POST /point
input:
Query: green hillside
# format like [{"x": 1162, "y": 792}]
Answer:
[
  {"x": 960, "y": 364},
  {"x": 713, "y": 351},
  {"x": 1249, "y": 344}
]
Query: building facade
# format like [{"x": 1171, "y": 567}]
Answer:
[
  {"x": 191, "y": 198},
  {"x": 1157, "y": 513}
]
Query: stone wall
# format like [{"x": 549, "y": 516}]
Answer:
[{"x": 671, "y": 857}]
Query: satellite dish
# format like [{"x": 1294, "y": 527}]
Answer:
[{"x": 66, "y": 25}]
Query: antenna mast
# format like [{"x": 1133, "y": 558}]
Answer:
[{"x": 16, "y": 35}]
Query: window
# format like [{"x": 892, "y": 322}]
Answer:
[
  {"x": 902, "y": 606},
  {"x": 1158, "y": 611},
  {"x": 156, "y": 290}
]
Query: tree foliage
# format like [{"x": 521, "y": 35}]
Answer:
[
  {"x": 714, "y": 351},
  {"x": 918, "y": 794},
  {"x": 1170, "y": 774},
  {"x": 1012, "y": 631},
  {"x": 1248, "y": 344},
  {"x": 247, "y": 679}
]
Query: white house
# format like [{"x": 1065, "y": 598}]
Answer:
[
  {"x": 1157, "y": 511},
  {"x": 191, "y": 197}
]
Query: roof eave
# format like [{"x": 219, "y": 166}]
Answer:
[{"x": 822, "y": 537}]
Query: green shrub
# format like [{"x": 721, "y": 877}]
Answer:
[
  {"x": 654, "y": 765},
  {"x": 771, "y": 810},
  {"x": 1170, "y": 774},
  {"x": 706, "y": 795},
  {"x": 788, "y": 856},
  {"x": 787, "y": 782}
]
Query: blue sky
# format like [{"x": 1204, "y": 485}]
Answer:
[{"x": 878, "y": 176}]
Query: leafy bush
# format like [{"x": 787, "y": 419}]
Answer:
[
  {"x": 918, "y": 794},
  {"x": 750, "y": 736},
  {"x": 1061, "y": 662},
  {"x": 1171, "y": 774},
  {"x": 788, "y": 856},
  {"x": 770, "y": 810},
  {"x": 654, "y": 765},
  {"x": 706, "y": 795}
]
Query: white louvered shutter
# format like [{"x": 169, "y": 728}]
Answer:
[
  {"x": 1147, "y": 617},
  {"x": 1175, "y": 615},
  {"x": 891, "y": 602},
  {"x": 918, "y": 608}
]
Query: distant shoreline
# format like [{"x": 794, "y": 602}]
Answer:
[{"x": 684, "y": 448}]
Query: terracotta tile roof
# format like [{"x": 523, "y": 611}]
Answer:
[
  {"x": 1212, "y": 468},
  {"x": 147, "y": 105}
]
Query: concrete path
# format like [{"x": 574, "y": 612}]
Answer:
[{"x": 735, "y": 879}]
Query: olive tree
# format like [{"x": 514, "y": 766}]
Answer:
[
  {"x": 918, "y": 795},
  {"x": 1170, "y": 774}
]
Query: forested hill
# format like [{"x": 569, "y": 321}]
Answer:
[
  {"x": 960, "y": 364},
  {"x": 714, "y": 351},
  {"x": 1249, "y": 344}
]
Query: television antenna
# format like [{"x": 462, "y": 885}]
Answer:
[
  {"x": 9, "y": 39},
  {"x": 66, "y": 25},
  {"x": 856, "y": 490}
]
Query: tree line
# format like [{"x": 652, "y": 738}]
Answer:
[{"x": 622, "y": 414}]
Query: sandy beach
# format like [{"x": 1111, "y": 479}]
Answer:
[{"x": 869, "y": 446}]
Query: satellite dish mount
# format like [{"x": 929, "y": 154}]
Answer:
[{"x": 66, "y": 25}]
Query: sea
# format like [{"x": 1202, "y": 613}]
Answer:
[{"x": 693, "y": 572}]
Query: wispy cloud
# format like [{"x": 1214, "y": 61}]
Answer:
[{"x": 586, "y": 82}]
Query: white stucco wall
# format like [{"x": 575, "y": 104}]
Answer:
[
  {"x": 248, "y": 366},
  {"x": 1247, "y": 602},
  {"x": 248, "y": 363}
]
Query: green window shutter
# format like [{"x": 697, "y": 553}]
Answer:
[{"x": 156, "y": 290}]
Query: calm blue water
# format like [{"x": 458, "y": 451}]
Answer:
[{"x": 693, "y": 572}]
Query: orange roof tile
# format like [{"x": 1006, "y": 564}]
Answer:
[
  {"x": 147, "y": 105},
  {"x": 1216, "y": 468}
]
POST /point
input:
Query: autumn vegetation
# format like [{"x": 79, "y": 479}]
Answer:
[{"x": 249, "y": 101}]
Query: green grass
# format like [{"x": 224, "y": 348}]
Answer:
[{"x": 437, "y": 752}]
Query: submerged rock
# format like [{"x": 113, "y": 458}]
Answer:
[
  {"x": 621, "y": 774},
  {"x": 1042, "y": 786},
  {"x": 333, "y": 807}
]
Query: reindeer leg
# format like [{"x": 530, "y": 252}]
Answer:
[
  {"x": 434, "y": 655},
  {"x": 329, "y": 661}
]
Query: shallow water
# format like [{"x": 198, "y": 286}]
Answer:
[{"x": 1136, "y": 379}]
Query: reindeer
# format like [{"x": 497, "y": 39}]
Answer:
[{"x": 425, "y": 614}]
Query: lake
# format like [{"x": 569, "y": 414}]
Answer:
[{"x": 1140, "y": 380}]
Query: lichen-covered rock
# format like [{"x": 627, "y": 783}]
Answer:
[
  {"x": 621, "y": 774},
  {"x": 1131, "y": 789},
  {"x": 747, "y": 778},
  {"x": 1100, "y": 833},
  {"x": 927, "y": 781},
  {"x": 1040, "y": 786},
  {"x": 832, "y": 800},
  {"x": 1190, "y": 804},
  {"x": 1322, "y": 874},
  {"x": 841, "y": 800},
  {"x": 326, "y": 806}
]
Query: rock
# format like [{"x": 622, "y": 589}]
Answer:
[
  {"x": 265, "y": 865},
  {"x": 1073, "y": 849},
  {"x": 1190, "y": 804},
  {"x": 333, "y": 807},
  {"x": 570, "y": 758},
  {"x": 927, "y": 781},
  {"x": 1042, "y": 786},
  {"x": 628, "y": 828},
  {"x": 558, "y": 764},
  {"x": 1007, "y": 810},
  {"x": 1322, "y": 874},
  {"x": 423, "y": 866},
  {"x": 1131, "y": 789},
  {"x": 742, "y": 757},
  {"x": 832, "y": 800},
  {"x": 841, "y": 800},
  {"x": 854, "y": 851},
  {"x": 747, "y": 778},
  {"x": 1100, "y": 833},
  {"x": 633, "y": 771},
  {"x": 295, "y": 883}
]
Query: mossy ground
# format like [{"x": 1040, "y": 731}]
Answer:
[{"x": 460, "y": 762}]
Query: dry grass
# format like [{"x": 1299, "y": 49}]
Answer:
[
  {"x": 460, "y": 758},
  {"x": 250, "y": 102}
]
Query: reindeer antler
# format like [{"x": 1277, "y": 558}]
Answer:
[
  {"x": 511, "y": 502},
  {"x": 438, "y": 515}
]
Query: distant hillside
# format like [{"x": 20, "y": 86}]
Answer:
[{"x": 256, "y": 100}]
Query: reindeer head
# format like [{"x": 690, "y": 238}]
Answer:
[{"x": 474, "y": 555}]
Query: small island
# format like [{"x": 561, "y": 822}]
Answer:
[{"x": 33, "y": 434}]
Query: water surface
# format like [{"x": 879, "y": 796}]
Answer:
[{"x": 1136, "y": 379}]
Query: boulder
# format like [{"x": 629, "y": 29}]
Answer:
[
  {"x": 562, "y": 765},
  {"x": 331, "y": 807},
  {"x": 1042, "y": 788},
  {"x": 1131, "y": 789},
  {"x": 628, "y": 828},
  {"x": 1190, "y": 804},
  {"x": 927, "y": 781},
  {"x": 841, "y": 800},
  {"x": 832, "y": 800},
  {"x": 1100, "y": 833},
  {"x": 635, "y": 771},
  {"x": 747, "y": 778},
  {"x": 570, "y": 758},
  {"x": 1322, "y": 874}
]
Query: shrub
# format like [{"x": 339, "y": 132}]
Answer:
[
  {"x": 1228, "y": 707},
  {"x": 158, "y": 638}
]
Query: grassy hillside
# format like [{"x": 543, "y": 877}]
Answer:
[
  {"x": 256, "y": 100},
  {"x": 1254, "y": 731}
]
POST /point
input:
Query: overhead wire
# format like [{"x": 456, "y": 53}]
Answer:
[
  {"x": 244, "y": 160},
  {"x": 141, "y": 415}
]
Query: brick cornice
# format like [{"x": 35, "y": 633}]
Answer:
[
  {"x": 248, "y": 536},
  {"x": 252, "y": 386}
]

• • • •

* **WHAT YOU WILL DO**
Scan the material for lines with the word "rock". Reply with how many there are, number only.

* **SOLUTION TO THIS EXERCISE**
3